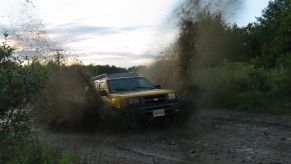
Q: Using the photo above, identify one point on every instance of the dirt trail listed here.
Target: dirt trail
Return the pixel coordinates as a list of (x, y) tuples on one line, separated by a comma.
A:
[(210, 136)]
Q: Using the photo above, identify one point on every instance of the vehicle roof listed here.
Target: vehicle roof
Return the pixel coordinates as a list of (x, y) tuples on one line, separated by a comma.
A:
[(115, 75)]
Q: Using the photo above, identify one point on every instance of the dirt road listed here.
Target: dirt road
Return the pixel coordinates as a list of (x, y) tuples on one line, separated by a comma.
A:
[(210, 136)]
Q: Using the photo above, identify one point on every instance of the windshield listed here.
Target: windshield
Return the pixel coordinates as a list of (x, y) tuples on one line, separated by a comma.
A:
[(128, 84)]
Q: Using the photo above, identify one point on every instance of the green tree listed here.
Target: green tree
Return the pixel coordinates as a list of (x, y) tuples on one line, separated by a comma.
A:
[(20, 86), (269, 38)]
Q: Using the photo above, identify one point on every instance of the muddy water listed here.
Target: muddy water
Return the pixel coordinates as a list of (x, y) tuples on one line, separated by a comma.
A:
[(210, 136)]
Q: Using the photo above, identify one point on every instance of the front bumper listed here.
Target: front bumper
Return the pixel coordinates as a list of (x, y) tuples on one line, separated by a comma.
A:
[(171, 108)]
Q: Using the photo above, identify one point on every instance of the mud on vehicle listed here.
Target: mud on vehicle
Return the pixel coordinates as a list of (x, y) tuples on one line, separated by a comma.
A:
[(129, 90)]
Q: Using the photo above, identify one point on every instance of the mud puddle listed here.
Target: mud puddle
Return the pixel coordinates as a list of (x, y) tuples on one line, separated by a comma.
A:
[(210, 136)]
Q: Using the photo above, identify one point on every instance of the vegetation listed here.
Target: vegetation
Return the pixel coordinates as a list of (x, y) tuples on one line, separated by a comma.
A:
[(22, 89), (226, 66)]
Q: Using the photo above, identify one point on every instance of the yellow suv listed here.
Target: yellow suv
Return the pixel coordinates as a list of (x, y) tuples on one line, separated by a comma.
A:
[(129, 90)]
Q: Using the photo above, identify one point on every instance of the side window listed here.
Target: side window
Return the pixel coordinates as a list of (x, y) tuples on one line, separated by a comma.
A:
[(102, 86), (142, 82), (96, 84)]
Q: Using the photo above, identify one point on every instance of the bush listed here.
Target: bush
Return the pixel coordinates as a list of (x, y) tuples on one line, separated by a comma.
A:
[(241, 86), (21, 85)]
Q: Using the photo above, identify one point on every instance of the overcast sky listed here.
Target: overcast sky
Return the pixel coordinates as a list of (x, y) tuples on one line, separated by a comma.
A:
[(115, 32)]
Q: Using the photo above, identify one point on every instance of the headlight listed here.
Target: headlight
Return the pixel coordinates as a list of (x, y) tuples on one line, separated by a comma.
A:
[(133, 100), (125, 102), (171, 96)]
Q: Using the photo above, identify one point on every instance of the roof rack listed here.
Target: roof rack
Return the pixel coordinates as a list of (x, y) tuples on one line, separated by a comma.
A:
[(115, 75)]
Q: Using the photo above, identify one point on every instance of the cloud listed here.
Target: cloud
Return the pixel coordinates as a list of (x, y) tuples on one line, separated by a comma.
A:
[(120, 59)]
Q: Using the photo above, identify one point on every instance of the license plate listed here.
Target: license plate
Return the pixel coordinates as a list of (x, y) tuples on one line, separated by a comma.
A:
[(160, 112)]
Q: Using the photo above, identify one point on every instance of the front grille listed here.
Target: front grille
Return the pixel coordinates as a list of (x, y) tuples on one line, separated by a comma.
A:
[(155, 99), (156, 108)]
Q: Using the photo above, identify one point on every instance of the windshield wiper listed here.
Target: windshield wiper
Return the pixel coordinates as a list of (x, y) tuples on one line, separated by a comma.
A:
[(144, 87), (121, 89)]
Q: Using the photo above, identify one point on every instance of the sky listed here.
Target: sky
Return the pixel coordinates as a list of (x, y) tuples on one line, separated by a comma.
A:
[(115, 32)]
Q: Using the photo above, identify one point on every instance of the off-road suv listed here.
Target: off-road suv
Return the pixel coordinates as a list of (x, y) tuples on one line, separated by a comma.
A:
[(129, 90)]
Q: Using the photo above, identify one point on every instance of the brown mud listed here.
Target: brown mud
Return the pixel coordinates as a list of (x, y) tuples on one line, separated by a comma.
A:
[(209, 136)]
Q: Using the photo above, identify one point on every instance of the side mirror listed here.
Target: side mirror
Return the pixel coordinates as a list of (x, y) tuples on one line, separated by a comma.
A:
[(158, 86), (103, 93)]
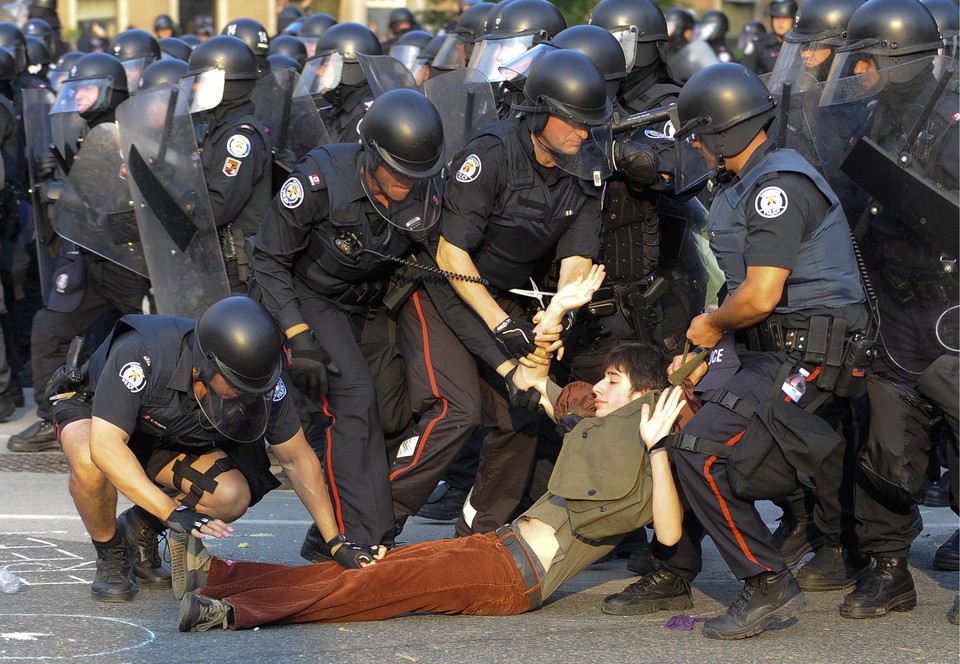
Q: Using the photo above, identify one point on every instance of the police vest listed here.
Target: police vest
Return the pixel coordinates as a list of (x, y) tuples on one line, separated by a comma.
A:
[(333, 260), (252, 214), (827, 244), (528, 200)]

——————

▶ _Goal of the exercise_
After removing the pictures, set down every record above exactly as it stands.

▶ _Solution to this task_
Q: Using the photo above, identify one point on every instance of the dirt trail listed here.
Target: dirt trail
Return the pixel coordinates as a list of (x, y) tuples on one line, separated by a comma.
A:
[(210, 136)]
Q: Using the photo above, identify one point on every instance of the vehicle roof listed here.
Target: vehicle roof
Return the pixel coordinates as a list of (x, y) tuples on one line, separated by a comma.
A:
[(115, 75)]
Q: Using the photo above, identify one point on every instance of the dirt road listed here.
Target: dirt road
Return the pixel coordinates as a list of (x, y) tuples on one line, separated by a comma.
A:
[(210, 136)]
Q: Using the photo above, identify one point on every instance of the windshield listed here.
Target: windshield
Return the pixel coordinates as a list of (x, y) tuples on one line, separated by a comma.
A:
[(128, 84)]
Q: Using the photo above, identify one point on every instance of the green tree listed here.
Target: green tree
Return the pixel coordinates as a list of (x, y) tuples on one line, separated by a comma.
A:
[(20, 86), (269, 38)]
Q: Using the photo above, identify one point on every instance of the muddy water listed here.
Target: muddy water
Return the pixel coordinates as a list of (x, y) tuples on one line, separated by a comma.
A:
[(210, 136)]
Q: Using the photo above, identify one point on every instance of the front bumper listed here.
Target: front bumper
Return the pixel coordinates as a list of (x, y) tuples on one line, separated by a comma.
A:
[(171, 108)]
Q: Using the photo above, identify one point on every instance of the mud on vehicle listed here.
Target: mud on vehicle
Return the pixel coordinates as a list of (x, y) tuples on one line, separated by a comma.
A:
[(129, 90)]
Q: Using the photo above, identify one point on every instance of the mud puddle listed here.
Target: mud puddle
Return the pixel coordinates as a list of (x, y) tuples on one line, separated by a comma.
A:
[(210, 136)]
Q: Using the photo above, identify one point on every instance of the vegetation listed here.
Target: vegetation
Return the pixel coordinates as a list of (x, y) tuples on one line, separated by a comma.
A:
[(22, 89), (226, 66)]
Q: Using the photo above, identify one point on every instance of the yellow suv listed here.
Target: yellow suv
Return the pixel coordinates as a list of (x, y) tuples on one line, separated by a comma.
A:
[(129, 90)]
Q: Using the photo above, identify one point on every instance of the side window listed here.
Target: side window
Return the pixel coordinates as a list of (x, y) tuples on one line, separated by a comma.
A:
[(102, 86), (142, 82), (96, 84)]
Q: Using the photo above, identify one point on every instance of the bush listed here.
Target: bush
Return the pixel coordinates as a list of (x, y) tuples on one line, separated by a comma.
A:
[(241, 86), (21, 85)]
Q: Using the photo above, identify one point on every instance of the overcast sky listed here.
Target: overcast sky
Return the pixel coordinates as a list of (x, y) tuples on one line, separated by a comma.
A:
[(115, 32)]
Q: Using the photo above, identify one point on every instance of the headlight listed here.
Target: headlight
Return the pixel coordinates as a list of (x, y) tuples on one line, separated by a comma.
A:
[(133, 100), (125, 102), (171, 96)]
Q: Using the photo above, identify one point on every instance of the roof rack listed here.
Target: roof rack
Return the pixel coordinates as a list of (x, y) tuples on one line, separated by a comma.
A:
[(115, 75)]
Q: Using the photo above, identify one point on every instance of the cloud listed here.
Target: cloud
Return the pixel coordinates as a list of (x, y) tuples on one line, separated by a comma.
A:
[(120, 59)]
Q: Using the photo above, identify one point on every instance of the license plate listed here.
Target: license plate
Return the pixel coordinates as a list of (x, y) tuples on one line, separated by a comma.
A:
[(160, 112)]
Q: Using the photo above, identify one point on every instance of the front grille listed here.
Target: front grille
Return the pixel coordinates as a list of (x, y) tuples on one line, separated by a comma.
A:
[(155, 99), (156, 108)]
Q: Using the photo above, identify one point on every instance of the windshield wiper listed here.
Target: windshield wiper
Return the pixel coordinates as a list of (x, y) tuples on one line, separated by a comma.
A:
[(144, 87), (121, 89)]
Q: Using the photo above, identify one point on every instance of the sky listed here.
Target: sky
Return the pixel coordinates as a list of (x, y) tuples on one line, separated by a comma.
A:
[(115, 32)]
Q: Using the photo above, identify one point on every instance of the off-road suv listed here.
Target: off-road suv
Return the pixel coordinates as a list of (x, y) tuples on one line, separated by a comma.
A:
[(129, 90)]
Q: Using the photo above, identify one point on every instance of the brown mud listed here.
Target: brown mud
Return the pixel coordinates as a list of (x, y) tuples on one line, separated by a comma.
A:
[(209, 136)]
Q: Using the photo above, identify one point on every instance of the side mirror listed here.
Target: side mirror
Return the pixel coordinates as a list of (x, y) tuples on one line, separated by a comma.
A:
[(158, 86), (103, 93)]
Q: Using the photo above, identify one point on every instance of the police vest listed here.
Target: police vest
Return the pixel coordinates as a list of (x, y) tuples on one line, separated by a comma.
A:
[(333, 260), (252, 214), (827, 244), (528, 200)]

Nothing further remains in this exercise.